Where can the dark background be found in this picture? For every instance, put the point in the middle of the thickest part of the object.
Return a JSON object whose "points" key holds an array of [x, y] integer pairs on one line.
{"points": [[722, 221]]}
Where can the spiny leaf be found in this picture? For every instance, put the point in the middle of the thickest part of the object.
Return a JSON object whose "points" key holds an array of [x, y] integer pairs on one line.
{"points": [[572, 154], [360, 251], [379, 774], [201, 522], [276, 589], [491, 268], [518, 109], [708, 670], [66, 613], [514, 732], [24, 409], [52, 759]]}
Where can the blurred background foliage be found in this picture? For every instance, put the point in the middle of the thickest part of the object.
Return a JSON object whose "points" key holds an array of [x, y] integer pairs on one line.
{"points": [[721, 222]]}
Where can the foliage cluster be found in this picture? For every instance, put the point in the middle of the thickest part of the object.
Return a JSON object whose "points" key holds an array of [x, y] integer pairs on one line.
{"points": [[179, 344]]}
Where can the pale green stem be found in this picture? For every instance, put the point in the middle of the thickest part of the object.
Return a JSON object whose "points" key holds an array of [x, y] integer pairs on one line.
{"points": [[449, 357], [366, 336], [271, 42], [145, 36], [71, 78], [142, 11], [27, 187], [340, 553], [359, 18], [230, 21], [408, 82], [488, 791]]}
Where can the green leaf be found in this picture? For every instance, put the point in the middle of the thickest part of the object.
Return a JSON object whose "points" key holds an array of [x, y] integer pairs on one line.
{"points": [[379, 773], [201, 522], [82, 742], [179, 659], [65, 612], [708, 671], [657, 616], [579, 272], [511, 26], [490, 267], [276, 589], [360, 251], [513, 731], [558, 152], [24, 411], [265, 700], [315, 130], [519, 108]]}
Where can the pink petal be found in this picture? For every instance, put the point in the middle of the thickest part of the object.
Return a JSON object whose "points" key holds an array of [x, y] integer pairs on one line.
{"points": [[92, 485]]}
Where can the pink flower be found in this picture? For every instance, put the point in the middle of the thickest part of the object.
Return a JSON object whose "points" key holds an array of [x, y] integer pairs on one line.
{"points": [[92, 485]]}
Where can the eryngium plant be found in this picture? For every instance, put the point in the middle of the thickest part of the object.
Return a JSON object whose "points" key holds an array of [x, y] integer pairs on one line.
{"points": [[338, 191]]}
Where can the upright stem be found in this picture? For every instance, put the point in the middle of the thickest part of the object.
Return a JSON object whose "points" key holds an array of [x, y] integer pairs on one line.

## Task details
Set down only these lines, exactly: the line containing "Where can the pink flower" and each line after it, through the end of the listing.

## Solution
Where can the pink flower be found in this picture? For every instance, put the point in the middle of the thickest part of the object.
Return a JSON object whose "points" key holds an array of [x, y] integer pairs on one line.
{"points": [[92, 485]]}
Where can the eryngium plant be found in this picture? For every instance, put the point in the middle of the thickest part of the object.
Return a JSON object whose "points" key holds an array of [x, y] integer pairs on one line.
{"points": [[338, 191]]}
Where can the upright stem be found in this picture? For every instance, put the point in the middle of the thickest part of the object.
Return a JSON object whose "points" key holds an array of [x, y] integer pairs on one line.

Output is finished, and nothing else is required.